WHAT YOU NEED TO DO
Filter the entries down to the lines containing "below", and copy those lines.

━━━ MATERIAL FOR THE TASK

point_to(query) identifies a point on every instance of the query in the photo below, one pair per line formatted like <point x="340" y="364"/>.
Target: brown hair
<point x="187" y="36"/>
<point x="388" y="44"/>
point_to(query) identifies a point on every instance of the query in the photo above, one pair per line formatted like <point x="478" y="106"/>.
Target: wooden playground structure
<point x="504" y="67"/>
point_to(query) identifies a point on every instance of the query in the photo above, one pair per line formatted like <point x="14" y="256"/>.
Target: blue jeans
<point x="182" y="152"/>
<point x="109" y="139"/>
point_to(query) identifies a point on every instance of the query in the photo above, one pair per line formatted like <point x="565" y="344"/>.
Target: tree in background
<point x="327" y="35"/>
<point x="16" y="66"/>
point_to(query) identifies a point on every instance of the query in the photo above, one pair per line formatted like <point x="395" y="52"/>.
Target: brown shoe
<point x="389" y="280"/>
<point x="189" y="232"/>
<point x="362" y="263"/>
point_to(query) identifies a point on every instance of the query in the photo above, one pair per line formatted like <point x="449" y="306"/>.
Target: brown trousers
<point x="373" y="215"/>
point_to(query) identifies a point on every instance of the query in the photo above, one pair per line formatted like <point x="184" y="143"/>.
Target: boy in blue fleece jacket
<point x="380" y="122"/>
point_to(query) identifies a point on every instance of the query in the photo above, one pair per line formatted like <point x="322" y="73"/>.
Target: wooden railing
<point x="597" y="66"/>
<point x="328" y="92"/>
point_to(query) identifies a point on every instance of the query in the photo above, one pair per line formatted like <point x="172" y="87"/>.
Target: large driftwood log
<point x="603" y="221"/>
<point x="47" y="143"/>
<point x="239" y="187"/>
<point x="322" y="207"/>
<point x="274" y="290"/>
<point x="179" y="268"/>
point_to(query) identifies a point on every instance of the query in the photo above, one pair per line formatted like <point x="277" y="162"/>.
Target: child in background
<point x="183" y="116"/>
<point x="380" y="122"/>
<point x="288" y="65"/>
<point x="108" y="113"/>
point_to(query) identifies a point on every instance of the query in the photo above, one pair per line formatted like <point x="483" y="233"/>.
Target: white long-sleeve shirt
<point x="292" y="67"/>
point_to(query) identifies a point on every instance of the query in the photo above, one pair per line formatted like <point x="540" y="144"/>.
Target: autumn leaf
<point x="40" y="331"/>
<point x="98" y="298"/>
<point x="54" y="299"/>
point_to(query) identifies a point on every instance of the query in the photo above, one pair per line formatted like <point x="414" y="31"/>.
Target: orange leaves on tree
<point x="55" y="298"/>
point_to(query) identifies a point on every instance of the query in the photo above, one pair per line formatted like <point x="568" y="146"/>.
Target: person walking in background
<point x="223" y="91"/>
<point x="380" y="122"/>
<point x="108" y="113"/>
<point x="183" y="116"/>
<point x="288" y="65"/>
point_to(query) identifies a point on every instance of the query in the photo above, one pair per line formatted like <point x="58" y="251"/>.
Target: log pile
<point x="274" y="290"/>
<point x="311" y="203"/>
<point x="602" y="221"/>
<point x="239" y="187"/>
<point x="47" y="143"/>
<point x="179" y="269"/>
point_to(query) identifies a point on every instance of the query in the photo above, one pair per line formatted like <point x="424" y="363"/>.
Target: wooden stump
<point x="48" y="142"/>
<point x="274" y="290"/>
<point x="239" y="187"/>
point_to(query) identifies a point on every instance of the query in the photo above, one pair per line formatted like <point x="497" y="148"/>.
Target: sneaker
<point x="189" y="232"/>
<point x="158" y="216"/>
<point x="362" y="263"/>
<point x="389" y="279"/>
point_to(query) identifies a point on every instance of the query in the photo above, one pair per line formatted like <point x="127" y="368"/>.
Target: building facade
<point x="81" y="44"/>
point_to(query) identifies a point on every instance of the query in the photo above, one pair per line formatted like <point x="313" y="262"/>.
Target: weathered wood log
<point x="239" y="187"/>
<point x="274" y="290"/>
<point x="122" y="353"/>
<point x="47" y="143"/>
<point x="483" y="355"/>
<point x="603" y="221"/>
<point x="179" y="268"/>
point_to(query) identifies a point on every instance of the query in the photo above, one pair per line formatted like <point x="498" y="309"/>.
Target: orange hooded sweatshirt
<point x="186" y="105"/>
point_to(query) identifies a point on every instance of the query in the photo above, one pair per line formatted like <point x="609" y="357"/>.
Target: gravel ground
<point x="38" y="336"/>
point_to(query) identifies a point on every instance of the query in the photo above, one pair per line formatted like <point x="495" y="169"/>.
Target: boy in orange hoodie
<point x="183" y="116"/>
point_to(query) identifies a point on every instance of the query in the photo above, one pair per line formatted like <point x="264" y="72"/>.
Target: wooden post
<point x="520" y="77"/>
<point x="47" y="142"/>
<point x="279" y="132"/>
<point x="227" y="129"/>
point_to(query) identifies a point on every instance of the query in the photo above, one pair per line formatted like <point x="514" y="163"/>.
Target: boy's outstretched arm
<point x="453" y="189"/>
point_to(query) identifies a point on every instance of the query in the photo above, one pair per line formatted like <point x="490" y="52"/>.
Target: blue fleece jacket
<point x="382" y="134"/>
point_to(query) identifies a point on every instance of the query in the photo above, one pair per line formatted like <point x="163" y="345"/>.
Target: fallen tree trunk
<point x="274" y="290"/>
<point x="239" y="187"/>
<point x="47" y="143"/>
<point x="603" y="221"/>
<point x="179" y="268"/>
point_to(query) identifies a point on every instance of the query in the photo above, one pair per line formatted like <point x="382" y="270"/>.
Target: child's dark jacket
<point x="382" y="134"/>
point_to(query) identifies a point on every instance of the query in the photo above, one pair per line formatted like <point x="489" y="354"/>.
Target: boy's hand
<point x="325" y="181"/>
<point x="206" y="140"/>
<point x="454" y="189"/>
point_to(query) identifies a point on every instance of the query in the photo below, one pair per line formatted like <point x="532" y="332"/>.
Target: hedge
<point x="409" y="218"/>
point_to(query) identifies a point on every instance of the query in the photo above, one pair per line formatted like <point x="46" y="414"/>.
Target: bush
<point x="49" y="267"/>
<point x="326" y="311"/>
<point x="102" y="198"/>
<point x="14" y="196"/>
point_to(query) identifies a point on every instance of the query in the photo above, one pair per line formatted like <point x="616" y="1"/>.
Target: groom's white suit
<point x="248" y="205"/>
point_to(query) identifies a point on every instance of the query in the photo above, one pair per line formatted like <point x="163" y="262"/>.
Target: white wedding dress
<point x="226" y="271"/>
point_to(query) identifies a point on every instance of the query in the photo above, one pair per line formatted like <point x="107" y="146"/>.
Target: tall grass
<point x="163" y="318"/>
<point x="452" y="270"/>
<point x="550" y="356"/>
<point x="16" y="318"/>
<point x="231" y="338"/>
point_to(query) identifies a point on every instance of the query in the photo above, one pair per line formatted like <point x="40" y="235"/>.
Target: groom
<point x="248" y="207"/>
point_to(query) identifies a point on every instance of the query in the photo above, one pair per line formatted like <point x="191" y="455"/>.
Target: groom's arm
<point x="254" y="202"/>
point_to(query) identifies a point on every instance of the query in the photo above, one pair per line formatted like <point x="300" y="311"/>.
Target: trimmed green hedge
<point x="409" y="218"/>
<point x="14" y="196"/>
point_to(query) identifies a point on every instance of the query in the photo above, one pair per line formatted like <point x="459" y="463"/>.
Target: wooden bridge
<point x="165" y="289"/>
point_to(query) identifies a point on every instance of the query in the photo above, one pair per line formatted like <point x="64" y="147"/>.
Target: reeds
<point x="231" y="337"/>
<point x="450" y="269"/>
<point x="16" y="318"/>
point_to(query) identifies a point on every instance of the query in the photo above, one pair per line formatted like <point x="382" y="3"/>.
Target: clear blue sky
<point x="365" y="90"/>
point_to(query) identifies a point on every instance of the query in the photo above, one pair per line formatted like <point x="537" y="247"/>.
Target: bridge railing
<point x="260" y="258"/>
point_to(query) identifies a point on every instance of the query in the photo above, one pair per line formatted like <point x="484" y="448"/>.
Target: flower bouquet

━━━━━━

ANSWER FOR THIS EXERCISE
point_to(query) identifies a point on every instance of the query in the photo below, one pair per line formatted like <point x="340" y="364"/>.
point_to(query) identifies a point on every instance of the query in the photo below, one pair per line formatted like <point x="532" y="332"/>.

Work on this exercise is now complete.